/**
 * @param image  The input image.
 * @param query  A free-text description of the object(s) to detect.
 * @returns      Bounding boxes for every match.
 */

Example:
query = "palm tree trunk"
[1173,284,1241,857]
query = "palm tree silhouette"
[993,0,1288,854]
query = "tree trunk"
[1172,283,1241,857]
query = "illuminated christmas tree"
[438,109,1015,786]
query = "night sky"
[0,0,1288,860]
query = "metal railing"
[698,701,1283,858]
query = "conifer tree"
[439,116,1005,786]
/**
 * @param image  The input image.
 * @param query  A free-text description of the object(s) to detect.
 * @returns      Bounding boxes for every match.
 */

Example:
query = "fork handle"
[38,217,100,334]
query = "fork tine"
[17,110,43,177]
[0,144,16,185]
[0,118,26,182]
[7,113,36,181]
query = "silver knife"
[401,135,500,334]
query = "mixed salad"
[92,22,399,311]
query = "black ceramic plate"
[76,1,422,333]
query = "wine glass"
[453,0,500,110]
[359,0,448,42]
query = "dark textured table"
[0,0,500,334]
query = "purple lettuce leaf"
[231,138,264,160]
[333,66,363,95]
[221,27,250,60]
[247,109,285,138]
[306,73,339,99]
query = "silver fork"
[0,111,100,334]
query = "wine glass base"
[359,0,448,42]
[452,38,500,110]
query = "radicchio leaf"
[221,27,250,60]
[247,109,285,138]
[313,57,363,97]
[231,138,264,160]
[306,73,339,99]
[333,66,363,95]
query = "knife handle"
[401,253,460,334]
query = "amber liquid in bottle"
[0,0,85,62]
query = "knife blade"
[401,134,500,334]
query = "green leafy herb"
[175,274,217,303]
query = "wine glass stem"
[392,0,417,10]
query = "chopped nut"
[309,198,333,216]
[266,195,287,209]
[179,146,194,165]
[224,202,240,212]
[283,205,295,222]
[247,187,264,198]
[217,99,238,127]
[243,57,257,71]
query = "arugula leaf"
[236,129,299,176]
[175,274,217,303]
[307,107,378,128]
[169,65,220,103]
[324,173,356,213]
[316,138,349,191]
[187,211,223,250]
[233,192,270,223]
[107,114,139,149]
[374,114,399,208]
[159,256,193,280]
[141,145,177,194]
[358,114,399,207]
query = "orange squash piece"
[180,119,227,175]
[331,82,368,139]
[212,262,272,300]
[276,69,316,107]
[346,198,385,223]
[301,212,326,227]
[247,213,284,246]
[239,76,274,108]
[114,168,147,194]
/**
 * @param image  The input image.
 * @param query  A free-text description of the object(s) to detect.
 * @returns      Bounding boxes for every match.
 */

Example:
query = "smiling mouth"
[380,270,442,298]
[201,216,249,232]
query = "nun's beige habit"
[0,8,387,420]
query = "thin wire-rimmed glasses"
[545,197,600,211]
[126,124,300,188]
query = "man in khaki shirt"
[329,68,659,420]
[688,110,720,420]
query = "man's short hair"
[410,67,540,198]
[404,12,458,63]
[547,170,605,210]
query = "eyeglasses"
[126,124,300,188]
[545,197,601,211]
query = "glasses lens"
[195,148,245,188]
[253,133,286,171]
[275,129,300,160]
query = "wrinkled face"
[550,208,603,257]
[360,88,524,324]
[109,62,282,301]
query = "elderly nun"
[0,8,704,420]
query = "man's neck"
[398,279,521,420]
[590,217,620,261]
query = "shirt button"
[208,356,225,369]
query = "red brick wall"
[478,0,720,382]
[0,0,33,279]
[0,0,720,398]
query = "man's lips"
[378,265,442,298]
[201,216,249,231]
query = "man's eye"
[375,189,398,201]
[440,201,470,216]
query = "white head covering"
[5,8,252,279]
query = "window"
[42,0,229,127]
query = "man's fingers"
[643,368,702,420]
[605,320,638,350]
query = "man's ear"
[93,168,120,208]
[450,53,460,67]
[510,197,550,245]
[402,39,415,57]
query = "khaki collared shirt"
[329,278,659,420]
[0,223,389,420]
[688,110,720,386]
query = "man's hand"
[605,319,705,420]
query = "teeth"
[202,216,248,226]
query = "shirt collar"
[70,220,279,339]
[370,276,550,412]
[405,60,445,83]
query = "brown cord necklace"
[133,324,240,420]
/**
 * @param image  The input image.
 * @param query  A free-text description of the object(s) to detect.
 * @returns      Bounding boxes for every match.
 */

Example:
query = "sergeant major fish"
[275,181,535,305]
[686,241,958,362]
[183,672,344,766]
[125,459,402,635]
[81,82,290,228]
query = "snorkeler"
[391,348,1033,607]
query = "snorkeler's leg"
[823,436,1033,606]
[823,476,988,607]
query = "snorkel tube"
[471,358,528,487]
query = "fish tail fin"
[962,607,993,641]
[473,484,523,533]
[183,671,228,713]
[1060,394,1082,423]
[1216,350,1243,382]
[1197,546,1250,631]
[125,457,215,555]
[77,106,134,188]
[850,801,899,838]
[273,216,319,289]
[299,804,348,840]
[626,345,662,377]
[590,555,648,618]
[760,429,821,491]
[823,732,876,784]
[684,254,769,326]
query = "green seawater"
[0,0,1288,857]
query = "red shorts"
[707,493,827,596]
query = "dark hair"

Problem to solve :: Print the lines above exactly as they appear, from the first to the last.

Output for this exercise ::
/**
 * @param image  The input image.
 * @param query  A free-text description of the object(s) to detect.
 * @returns      Bounding boxes for every match.
 */

Example:
query = "palm tree trunk"
[1173,284,1241,857]
query = "palm tree silhouette"
[993,0,1288,854]
query = "tree trunk"
[1172,283,1241,857]
query = "illuminated christmas tree"
[438,109,1015,786]
query = "night sky"
[0,0,1288,860]
query = "metal railing"
[698,701,1283,858]
query = "conifer tree"
[439,116,1005,786]
/**
 * @param image  The input image.
 * @param query  A free-text description of the object(s) to detect.
 * @returns      Bounding boxes for every match.
 */

Example:
query = "fork handle"
[38,217,100,334]
query = "fork tine"
[17,110,43,177]
[0,144,16,185]
[0,118,26,182]
[7,113,36,181]
query = "silver knife"
[401,135,500,334]
query = "mixed salad"
[92,22,399,311]
query = "black ceramic plate"
[76,1,422,333]
query = "wine glass"
[453,0,500,110]
[359,0,448,42]
query = "dark textured table"
[0,0,500,334]
query = "purple lettuce leaf"
[231,138,264,160]
[333,66,363,95]
[221,27,250,60]
[247,109,285,138]
[306,73,339,99]
query = "silver fork"
[0,111,100,334]
query = "wine glass base"
[359,0,448,42]
[452,38,500,110]
query = "radicchio leaf"
[221,27,250,60]
[247,109,285,138]
[313,57,363,97]
[231,138,264,160]
[306,73,339,99]
[333,66,363,95]
query = "knife handle"
[401,253,460,334]
query = "amber liquid in bottle"
[0,0,85,62]
query = "knife blade"
[401,134,500,334]
query = "green leafy herb"
[175,274,217,303]
query = "wine glass stem"
[392,0,417,10]
query = "chopped nut"
[309,198,333,216]
[266,195,287,209]
[179,146,194,165]
[224,202,240,212]
[283,205,295,222]
[247,187,264,198]
[217,99,238,127]
[243,57,257,71]
query = "arugula leaf"
[236,129,299,176]
[175,274,217,303]
[307,107,378,128]
[169,65,220,103]
[324,173,356,213]
[316,138,349,191]
[187,211,223,250]
[233,192,270,223]
[107,114,139,149]
[374,114,399,208]
[159,256,193,280]
[141,145,177,194]
[358,114,399,207]
query = "orange squash piece"
[180,119,227,175]
[331,82,368,139]
[212,262,272,300]
[276,69,316,107]
[346,198,385,223]
[301,212,326,227]
[247,213,284,246]
[239,76,274,108]
[114,168,147,194]
/**
 * @param image  The input image.
 * @param query  A free-text description of the object(s) to detect.
 * @returns      Bounding boxes for every match.
 */

Example:
query = "smiling mouth"
[380,270,442,298]
[201,216,249,232]
query = "nun's beige habit"
[0,8,387,420]
query = "thin wire-rimmed glasses"
[545,197,600,211]
[126,124,300,188]
query = "man in khaki shirt"
[329,68,659,420]
[688,110,720,420]
query = "man's short hair"
[410,67,540,198]
[404,12,458,63]
[547,170,605,210]
query = "eyeglasses"
[126,124,300,188]
[545,197,601,211]
query = "glasses lens"
[195,148,245,188]
[253,133,286,171]
[275,129,300,160]
query = "wrinkled face"
[550,208,603,257]
[360,88,524,324]
[109,62,282,301]
query = "elderly nun"
[0,8,704,420]
query = "man's neck"
[398,279,521,420]
[590,217,620,261]
query = "shirt button"
[208,356,225,369]
query = "red brick wall"
[478,0,720,382]
[0,0,33,279]
[0,0,720,398]
query = "man's lips"
[378,265,442,298]
[201,216,249,231]
query = "man's eye"
[375,189,398,201]
[440,201,470,216]
query = "white head covering"
[5,8,252,279]
query = "window"
[42,0,229,127]
query = "man's fingers"
[643,368,702,420]
[605,320,638,350]
query = "man's ear"
[93,168,120,208]
[450,53,460,67]
[510,197,550,245]
[402,39,415,57]
query = "khaki collared shirt"
[329,278,659,420]
[0,223,389,420]
[688,110,720,386]
query = "man's hand"
[605,319,705,420]
query = "teeth"
[202,216,248,226]
query = "shirt collar"
[70,220,279,339]
[370,276,550,412]
[405,60,445,83]
query = "brown cord necklace"
[133,324,240,420]
/**
 * @param image  The input image.
 * @param query  A free-text description of the object(s) to detect.
 * @returns      Bounding boxes for every match.
 */

Example:
query = "sergeant major fish"
[275,181,535,305]
[686,241,958,362]
[183,672,344,766]
[125,459,402,635]
[81,82,290,228]
query = "snorkeler"
[391,348,1033,607]
query = "snorkeler's leg"
[823,436,1033,606]
[823,476,988,607]
query = "snorkel tube"
[471,358,528,487]
query = "fish tail fin"
[962,607,993,641]
[473,484,523,533]
[183,671,228,713]
[1060,394,1082,423]
[1216,350,1243,382]
[1197,546,1250,631]
[125,457,215,555]
[77,106,134,188]
[850,801,899,838]
[273,216,319,289]
[299,804,348,840]
[626,345,662,377]
[590,555,648,618]
[760,429,821,491]
[823,732,876,784]
[684,254,769,326]
query = "green seawater"
[0,0,1288,857]
query = "red shorts"
[707,493,827,596]
query = "dark hair"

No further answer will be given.